- [Explore the material]:
(1) List every time of day given with a date in the forum discussion about exercise and weight.
(2) Carry on the forum discussion about exercise and weight, starting after its final sentence.

- [Text passage]:
Exercise makes you look good.
I want both, so I do both.
Thursday, May 17, 2007, 1:35 AM
Wikipedia is not peer reviewed and should never be depended upon for accuracy. Perhaps that paragraph was cited? If so, follow the link to the original research and maybe you will find some additional info. Otherwise "learner beware."
Thursday, May 17, 2007, 2:20 AM
I like what the 1:35 AM poster said, and try to live that way as well. I see exercise as a very necessary part to an overall healthy lifestyle.
Thursday, May 17, 2007, 8:33 AM
I've adopted the personal idea that if I'm making positive changes, I'm doing good things for myself. I've asked questions before about why my weight was going in the wrong direction, etc... and been told that I don't workout "enough". I certainly think that everyone on PT means to be as helpful as they can, but to me "enough" has become, "more than I did." So OP, if you didn't workout at all, and you add a walk to your weekly routine, it's positive. It might not lead you to drop 10 pounds in a month, but it's certainly pushing you in that direction...

- [Information shown]:
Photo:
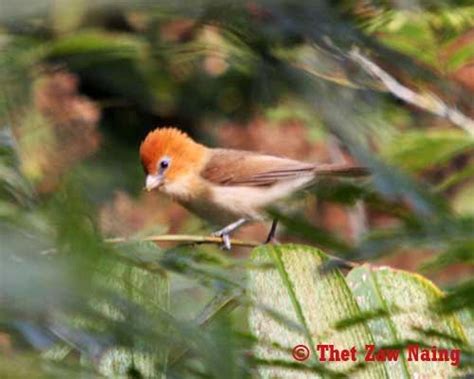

- [Answers provided]:
(1) 1:35 AM, 2:20 AM, 8:33 AM

(2)
So, keep a positive spin on the changes you are making. As an earlier poster said, it's important to make them sustainable... and don't worry too much about Wiki. (I agree with the earlier poster, it's not peer reviewed).
Good luck! (and if you don't make any changes, even small ones, you won't see any results... so aren't little results better than none?)
Thursday, May 17, 2007, 8:55 AM
And, OP, even by your calculations you won't be able to lose 30 in 3 months. There are 12 weeks in 3 months. Take an average of 1.5 lb/week weight loss (either by reducing intake or increasing exercise or a combination of the two), which you said you expect. This means that in 12 weeks you can expect to lose 18 lbs. This is very respectable. Even if you lose 2 lb/week, you'll still only lose 24 lb. in 3 months.
You are more likely to reach your goals if they are realistic. If you set unrealistic goals, you'll feel very frustrated very soon and may give up.
We all want to be gorgeous by next week, but it doesn't work like that, unfortunately.
In any case, good luck!
Thursday, May 17, 2007, 9:50 AM
1-2 lbs is a healthy amount of weight loss per week.
3500 calories is equal to a pound (to sort of translate the above into "American" English.) That means that, if what you've been doing has caused your weight to remain stable (and not slowly be climbing), then if you reduce your calories by 500 a day, you'll have a deficit of 3500 cals a week = 1lb of weight loss. If you reduce your calories by 1000 a day, you'll lose 2lbs a week.
You can reduce calories two ways: by reducing the number of calories you consume, and by increasing the number of calories you burn.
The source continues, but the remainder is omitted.